[Records from a data collection]
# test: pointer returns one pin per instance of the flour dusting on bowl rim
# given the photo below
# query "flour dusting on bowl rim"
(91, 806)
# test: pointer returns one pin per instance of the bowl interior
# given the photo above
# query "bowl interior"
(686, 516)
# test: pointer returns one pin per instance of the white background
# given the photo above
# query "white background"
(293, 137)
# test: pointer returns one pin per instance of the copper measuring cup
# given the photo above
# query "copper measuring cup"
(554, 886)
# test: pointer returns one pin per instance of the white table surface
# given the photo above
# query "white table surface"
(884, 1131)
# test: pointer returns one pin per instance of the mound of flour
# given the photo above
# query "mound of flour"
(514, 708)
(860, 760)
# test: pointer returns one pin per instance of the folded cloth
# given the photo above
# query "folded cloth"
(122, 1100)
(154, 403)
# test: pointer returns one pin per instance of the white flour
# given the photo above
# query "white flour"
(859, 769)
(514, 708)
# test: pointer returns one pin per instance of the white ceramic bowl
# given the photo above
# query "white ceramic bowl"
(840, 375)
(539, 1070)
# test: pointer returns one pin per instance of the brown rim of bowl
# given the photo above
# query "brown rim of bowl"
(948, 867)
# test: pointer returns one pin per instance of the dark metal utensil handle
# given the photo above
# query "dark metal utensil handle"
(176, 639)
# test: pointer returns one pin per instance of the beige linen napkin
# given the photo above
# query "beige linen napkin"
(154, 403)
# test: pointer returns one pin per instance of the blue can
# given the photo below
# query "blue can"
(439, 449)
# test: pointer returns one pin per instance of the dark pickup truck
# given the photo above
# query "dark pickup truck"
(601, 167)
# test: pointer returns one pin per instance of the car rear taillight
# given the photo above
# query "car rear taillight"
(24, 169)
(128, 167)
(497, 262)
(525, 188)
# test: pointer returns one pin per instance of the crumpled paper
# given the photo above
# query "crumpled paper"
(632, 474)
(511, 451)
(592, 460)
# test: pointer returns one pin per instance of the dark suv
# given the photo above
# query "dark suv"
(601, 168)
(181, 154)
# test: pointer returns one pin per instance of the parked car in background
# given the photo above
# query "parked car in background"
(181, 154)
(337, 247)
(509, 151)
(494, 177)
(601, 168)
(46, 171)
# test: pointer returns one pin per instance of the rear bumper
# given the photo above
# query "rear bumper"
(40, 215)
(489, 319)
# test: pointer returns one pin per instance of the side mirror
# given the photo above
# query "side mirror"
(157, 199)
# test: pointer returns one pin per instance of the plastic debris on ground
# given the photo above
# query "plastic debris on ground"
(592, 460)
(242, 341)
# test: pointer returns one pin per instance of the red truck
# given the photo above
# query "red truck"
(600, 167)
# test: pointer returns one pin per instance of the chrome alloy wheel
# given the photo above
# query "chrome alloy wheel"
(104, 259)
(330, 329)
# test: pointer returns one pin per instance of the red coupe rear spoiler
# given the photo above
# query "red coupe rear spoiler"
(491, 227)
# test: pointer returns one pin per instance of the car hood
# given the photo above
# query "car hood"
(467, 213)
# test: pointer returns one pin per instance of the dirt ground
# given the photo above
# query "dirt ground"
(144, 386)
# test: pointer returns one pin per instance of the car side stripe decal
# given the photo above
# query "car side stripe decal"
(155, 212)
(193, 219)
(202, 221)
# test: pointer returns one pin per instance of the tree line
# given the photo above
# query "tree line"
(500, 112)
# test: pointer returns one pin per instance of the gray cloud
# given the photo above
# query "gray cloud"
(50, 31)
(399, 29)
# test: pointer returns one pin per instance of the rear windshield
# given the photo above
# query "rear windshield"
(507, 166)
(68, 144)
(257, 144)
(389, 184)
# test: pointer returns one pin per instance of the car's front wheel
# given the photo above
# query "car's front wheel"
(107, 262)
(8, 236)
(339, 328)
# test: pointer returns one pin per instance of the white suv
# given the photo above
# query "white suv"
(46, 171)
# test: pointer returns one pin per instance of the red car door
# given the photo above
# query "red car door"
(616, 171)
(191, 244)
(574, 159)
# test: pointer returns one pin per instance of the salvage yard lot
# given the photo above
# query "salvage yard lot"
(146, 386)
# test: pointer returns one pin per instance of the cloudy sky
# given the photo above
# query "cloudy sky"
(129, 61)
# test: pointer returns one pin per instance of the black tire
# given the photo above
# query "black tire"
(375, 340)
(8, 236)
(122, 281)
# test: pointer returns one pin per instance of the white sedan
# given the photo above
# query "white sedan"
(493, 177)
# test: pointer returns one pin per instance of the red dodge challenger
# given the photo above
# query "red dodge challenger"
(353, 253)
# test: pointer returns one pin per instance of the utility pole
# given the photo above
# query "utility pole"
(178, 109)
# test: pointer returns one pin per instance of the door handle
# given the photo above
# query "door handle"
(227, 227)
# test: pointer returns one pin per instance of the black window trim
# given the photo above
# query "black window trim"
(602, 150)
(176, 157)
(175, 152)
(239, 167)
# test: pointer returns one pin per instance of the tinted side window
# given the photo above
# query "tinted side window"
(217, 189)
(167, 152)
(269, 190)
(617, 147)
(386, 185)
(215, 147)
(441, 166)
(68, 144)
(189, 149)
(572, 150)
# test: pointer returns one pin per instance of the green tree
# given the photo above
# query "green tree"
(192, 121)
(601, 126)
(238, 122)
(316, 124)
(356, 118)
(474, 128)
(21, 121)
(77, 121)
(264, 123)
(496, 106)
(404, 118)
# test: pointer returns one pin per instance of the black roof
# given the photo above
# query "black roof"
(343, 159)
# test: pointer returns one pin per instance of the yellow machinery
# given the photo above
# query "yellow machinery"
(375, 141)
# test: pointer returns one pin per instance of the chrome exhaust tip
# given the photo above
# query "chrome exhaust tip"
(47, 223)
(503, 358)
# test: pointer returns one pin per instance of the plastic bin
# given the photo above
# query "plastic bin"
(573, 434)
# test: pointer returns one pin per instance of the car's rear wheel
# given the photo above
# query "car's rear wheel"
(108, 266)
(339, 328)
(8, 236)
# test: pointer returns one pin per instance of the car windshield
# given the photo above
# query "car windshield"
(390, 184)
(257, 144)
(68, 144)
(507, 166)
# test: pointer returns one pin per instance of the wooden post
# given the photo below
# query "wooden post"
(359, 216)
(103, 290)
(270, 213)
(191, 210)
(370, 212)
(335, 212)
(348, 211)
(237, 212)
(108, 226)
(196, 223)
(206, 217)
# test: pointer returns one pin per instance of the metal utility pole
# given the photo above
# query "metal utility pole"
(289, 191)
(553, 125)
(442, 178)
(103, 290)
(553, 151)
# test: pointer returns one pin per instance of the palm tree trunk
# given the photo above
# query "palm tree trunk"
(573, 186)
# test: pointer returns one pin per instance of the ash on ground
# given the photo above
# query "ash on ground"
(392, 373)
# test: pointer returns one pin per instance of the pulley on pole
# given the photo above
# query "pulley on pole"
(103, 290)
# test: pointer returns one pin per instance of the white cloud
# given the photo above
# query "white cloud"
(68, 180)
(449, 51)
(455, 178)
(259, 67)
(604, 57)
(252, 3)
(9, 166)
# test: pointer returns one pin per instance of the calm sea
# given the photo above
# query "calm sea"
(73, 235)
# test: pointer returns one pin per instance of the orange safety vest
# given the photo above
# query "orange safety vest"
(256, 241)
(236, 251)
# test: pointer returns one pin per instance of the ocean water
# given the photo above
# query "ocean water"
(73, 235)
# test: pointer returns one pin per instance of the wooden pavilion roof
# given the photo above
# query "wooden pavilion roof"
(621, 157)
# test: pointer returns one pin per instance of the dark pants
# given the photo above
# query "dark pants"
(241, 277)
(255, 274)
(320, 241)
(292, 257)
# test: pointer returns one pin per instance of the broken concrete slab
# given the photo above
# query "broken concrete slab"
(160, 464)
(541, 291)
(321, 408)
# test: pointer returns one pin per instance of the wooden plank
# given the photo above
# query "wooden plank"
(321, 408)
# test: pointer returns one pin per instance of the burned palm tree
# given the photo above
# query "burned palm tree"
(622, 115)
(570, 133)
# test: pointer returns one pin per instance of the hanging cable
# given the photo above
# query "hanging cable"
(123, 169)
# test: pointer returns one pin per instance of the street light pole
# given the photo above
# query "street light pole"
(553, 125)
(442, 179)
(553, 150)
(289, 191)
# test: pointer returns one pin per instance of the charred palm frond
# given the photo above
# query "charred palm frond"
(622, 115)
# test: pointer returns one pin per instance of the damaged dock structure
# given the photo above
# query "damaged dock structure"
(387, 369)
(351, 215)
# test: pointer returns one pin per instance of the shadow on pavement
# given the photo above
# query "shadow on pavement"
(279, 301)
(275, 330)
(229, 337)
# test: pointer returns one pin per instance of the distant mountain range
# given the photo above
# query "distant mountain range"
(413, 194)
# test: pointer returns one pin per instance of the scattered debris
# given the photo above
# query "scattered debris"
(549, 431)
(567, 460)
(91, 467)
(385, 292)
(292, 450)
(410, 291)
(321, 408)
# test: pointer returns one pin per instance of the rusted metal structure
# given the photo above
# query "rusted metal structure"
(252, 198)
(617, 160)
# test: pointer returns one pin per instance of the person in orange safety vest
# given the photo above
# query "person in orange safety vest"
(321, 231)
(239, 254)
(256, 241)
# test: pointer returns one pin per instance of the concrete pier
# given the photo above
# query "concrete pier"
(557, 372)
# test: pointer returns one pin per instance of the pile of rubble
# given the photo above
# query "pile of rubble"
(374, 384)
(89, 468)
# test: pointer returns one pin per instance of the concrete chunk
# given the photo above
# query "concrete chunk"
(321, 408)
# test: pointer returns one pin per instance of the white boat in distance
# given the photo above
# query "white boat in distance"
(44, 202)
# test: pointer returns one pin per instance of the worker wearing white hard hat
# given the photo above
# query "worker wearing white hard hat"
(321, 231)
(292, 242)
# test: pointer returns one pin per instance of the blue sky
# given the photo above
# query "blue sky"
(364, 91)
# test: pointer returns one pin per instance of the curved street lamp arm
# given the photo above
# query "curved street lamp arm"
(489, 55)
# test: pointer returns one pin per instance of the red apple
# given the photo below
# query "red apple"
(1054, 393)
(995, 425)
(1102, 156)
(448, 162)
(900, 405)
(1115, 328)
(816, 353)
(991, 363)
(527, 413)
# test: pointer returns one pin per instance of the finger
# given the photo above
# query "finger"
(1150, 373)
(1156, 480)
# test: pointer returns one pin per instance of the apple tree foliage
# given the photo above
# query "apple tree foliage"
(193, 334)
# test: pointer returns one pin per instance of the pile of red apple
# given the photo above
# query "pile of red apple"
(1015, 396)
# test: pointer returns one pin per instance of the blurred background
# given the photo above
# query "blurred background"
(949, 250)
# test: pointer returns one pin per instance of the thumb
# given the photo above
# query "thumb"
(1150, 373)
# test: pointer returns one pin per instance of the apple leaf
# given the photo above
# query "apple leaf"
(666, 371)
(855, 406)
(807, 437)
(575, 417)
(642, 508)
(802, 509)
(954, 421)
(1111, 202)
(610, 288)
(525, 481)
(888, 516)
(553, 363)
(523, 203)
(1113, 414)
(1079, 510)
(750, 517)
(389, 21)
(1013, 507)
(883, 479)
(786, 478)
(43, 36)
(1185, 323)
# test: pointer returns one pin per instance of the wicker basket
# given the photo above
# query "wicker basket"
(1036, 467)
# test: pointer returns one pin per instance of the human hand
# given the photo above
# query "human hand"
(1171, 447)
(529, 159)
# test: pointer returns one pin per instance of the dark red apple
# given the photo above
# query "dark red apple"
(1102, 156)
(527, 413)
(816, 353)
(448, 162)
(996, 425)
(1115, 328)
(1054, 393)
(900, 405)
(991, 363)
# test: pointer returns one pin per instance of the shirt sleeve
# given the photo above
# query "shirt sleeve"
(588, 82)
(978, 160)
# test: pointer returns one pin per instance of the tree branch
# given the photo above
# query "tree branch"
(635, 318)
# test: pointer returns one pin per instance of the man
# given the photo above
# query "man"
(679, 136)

Given instruction: Write out, word for word, the line containing "the dark red apple" and every line after it to the end of the data above.

Solution to the exercise:
# test: pointer returns one pin per instance of the dark red apple
# given the photo above
# query "dark red apple"
(1102, 156)
(527, 413)
(816, 353)
(448, 162)
(996, 425)
(1115, 328)
(1054, 393)
(900, 405)
(991, 363)
# test: pointer returns one pin per instance of the shirt sleeve
# given the photo above
# query "shirt sleeve"
(588, 82)
(978, 160)
# test: pointer returns one pin per instance of the tree branch
# given the photo above
# query "tree branch"
(635, 318)
# test: pointer returns one pin per instance of the man
# given the photo above
# query "man"
(679, 136)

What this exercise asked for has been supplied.